PAGE |
_ _ _ _
Splitting the fraction

$NPV + CapEx = \sum_{i=0}^n \left( \frac{R }{(1+d)^i} -\frac{C }{(1+d)^i} \right) \quad $

Factoring out $\frac{1}{(1+d)^i}$

$NPV + CapEx = \sum_{i=0}^n \frac{1}{(1+d)^i}\left( R-C \right) \quad $

$NPV + CapEx = \left( R-C \right)\cdot \sum_{i=0}^n \frac{1}{(1+d)^i} \quad | \cdot (-1)$

$-NPV - CapEx = \left( -R+C \right)\cdot \sum_{i=0}^n \frac{1}{(1+d)^i} \quad $

Dividing the equation by $\sum_{i=0}^n \frac{1}{(1+d)^i}$

$\frac{-NPV - CapEx}{\sum_{i=0}^n \frac{1}{(1+d)^i}}=-R+C$

$C=R-\frac{NPV + CapEx}{\sum_{i=0}^n \frac{1}{(1+d)^i}}$

It is $\sum_{i=0}^n \frac{1}{(1+d)^i}=\sum_{i=0}^n \left( \frac{1}{1+d}\right)^ i$

This is a partial sum of a geometric series.
_ _ _ _
LISTING |

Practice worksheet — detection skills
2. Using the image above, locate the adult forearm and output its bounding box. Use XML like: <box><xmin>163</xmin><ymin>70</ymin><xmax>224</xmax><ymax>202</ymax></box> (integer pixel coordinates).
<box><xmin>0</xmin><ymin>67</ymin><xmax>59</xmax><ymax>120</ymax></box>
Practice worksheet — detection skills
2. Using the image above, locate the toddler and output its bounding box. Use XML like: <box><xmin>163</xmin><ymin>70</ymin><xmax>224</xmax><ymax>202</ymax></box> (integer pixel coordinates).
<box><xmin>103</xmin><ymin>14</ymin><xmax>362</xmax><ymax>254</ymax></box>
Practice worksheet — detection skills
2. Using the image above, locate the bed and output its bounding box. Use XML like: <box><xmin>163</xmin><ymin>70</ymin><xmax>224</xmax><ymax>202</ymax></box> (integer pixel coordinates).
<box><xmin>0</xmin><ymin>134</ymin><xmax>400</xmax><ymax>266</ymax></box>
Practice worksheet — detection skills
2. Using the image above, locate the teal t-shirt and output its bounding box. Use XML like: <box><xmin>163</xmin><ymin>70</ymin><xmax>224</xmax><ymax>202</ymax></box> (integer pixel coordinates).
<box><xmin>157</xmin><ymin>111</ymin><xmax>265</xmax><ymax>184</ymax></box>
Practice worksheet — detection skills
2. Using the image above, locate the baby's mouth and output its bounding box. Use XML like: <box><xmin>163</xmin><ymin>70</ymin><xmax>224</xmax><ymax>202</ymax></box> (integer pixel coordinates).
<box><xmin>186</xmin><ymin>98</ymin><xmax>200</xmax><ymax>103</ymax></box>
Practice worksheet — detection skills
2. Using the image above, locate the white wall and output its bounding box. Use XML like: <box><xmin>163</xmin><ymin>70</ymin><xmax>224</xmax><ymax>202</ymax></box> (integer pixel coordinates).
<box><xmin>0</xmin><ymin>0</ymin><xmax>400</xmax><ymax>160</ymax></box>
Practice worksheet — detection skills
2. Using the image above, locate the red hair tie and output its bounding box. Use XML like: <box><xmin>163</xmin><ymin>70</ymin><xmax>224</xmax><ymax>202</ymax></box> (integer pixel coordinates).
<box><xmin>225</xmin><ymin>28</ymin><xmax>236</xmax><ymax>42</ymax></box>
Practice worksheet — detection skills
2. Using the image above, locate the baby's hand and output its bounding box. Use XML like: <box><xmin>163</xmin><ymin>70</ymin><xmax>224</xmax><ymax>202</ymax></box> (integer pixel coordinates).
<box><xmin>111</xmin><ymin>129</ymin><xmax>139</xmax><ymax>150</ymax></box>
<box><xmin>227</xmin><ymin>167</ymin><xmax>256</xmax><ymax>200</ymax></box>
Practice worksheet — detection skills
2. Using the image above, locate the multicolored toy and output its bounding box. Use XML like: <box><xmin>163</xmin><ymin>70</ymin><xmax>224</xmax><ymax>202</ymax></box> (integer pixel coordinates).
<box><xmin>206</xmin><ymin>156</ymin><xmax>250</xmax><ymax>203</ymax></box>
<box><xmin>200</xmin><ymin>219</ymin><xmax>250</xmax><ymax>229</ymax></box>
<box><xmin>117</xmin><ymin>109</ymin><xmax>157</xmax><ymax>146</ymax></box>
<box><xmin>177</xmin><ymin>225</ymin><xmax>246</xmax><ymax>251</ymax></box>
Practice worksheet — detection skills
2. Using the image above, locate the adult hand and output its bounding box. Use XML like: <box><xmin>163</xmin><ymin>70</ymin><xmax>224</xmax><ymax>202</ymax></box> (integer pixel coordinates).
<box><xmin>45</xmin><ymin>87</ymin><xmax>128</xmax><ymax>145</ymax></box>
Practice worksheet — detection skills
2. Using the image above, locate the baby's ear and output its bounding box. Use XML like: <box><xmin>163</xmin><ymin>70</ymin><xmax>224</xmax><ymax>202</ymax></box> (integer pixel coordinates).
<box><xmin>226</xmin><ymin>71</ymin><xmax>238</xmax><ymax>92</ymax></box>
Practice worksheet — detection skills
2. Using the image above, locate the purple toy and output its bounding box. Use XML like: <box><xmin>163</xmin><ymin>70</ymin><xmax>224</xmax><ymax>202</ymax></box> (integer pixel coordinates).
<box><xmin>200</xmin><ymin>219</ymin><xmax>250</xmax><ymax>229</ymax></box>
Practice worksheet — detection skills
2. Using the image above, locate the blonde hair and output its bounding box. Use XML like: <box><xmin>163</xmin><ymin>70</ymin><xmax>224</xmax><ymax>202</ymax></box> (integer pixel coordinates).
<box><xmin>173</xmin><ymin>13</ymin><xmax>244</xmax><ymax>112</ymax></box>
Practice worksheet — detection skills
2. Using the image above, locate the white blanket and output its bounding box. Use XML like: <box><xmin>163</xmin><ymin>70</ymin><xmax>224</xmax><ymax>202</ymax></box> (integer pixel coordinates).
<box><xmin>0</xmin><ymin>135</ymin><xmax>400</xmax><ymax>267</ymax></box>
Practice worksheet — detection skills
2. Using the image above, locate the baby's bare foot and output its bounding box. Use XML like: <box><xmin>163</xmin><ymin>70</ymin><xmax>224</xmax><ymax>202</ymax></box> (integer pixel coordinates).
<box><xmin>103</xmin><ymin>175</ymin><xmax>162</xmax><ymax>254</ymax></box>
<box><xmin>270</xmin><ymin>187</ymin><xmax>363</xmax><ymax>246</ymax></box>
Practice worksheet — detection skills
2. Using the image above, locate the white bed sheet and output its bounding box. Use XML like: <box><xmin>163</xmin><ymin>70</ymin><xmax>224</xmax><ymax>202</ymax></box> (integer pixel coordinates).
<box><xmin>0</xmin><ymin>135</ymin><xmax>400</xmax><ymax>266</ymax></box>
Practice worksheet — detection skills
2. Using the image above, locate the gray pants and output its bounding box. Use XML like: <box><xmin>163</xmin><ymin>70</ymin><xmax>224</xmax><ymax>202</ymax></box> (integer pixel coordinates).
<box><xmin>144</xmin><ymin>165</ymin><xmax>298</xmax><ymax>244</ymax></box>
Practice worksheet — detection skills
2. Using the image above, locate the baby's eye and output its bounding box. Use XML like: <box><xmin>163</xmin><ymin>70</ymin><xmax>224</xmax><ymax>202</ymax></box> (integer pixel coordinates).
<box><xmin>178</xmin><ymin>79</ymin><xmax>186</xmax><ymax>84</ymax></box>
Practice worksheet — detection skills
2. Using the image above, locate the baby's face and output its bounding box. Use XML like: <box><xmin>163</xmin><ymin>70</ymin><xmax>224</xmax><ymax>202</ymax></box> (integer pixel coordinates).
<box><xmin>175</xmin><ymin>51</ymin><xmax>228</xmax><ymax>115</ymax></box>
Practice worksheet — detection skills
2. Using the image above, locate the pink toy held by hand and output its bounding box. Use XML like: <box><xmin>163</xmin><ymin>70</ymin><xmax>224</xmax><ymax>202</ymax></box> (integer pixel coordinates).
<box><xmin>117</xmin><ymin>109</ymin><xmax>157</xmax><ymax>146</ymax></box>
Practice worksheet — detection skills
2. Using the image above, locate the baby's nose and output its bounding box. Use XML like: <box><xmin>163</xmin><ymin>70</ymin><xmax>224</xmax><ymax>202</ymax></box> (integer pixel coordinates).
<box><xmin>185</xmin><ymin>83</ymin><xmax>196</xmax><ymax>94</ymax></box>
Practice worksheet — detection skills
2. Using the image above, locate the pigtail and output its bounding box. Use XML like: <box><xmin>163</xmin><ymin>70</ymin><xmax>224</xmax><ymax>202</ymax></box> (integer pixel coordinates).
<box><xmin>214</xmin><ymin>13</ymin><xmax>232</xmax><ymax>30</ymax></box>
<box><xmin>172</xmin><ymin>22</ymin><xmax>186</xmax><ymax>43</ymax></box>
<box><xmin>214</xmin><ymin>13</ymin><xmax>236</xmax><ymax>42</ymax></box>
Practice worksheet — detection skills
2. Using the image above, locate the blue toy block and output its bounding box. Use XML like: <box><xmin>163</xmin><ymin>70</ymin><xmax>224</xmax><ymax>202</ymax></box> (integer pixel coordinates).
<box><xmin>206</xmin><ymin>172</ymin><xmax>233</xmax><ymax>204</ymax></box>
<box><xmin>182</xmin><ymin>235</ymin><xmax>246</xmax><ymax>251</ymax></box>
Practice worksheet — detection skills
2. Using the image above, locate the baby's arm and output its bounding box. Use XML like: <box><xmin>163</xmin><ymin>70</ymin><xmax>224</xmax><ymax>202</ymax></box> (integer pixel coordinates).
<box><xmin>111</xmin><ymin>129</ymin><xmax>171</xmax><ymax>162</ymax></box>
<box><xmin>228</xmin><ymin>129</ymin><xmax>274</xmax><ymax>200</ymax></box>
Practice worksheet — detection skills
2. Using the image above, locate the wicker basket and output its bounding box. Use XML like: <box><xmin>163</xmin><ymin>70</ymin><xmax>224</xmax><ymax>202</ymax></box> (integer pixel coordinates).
_ _ _ _
List every distinct variable symbol that appears in the formulas of the derivation.

NPV, CapEx, R, C, d, i, n